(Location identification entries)
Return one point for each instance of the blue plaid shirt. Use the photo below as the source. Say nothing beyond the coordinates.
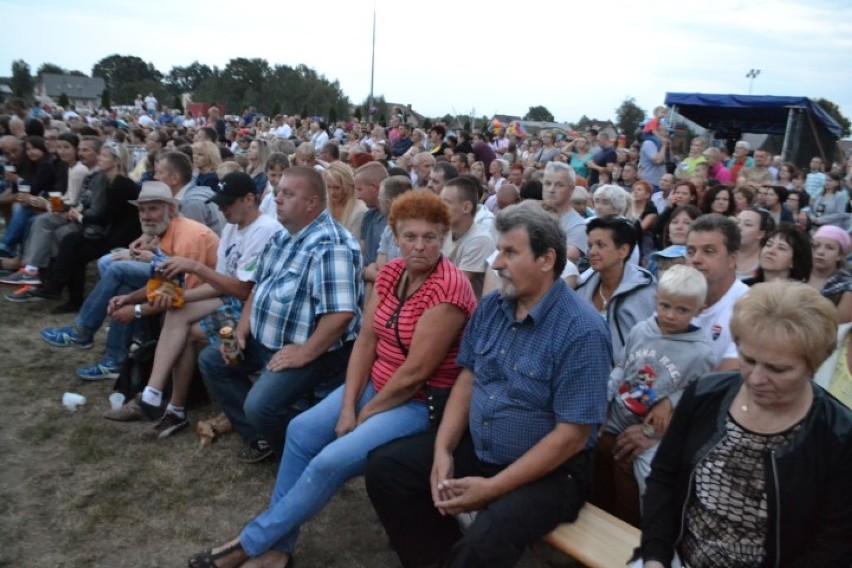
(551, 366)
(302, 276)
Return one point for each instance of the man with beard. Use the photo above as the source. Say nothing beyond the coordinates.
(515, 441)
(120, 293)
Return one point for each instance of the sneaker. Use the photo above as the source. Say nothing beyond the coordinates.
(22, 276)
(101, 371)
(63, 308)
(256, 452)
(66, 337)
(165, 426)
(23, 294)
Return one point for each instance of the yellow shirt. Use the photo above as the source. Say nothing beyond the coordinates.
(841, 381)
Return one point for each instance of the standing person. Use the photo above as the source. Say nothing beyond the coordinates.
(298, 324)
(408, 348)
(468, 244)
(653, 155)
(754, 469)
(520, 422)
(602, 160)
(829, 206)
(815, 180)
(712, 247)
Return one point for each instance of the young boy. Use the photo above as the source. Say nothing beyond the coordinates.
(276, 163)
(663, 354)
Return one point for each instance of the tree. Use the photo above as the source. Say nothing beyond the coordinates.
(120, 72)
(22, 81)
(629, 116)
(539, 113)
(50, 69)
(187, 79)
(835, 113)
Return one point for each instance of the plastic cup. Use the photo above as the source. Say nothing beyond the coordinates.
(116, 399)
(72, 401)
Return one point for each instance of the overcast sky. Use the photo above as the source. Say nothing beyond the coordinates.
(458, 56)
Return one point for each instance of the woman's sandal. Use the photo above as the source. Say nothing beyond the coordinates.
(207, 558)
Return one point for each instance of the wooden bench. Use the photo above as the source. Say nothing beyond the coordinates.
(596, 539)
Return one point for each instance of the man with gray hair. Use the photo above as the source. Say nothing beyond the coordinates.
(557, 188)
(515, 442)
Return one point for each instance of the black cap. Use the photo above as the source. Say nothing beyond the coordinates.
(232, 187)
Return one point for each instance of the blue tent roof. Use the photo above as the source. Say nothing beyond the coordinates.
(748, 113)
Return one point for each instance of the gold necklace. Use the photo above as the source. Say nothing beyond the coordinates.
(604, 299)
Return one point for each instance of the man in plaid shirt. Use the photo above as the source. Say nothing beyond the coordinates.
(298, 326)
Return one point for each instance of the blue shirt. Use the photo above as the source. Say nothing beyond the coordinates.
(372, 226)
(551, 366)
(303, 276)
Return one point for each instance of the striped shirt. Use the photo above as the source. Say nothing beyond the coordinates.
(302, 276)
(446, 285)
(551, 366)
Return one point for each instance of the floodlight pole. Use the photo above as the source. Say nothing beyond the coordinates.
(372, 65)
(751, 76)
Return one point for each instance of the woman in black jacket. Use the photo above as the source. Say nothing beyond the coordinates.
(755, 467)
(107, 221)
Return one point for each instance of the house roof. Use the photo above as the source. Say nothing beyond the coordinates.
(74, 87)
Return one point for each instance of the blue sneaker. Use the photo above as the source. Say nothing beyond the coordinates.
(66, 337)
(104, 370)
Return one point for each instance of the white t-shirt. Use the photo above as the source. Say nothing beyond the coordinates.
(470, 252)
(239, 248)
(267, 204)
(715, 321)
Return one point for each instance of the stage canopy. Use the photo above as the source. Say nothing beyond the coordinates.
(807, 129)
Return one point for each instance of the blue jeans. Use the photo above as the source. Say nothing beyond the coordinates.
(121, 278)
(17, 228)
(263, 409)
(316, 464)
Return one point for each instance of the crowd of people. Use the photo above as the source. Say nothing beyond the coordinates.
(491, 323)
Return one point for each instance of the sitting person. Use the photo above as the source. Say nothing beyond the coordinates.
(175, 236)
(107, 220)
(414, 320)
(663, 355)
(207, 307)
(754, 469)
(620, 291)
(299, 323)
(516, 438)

→ What you need to do
Please lay out the entries from the line containing "Return one point for each instance of the crowd" through the end of the entries as a Markdown table with the columns "Row" and "Line", numbering each row and omitting blank lines.

→ Written solution
| Row | Line |
|---|---|
| 1 | Return one point for each instance of the crowd of people. Use the photo above as the source. Say nothing beyond the coordinates. |
| 2 | (491, 323) |
| 3 | Return one point for each instance of the sitting person. Use the photo above as the source. Say nothing beyond the coordinates. |
| 4 | (175, 236) |
| 5 | (107, 220) |
| 6 | (414, 320) |
| 7 | (663, 355) |
| 8 | (207, 307) |
| 9 | (754, 469) |
| 10 | (620, 291) |
| 11 | (299, 323) |
| 12 | (516, 438) |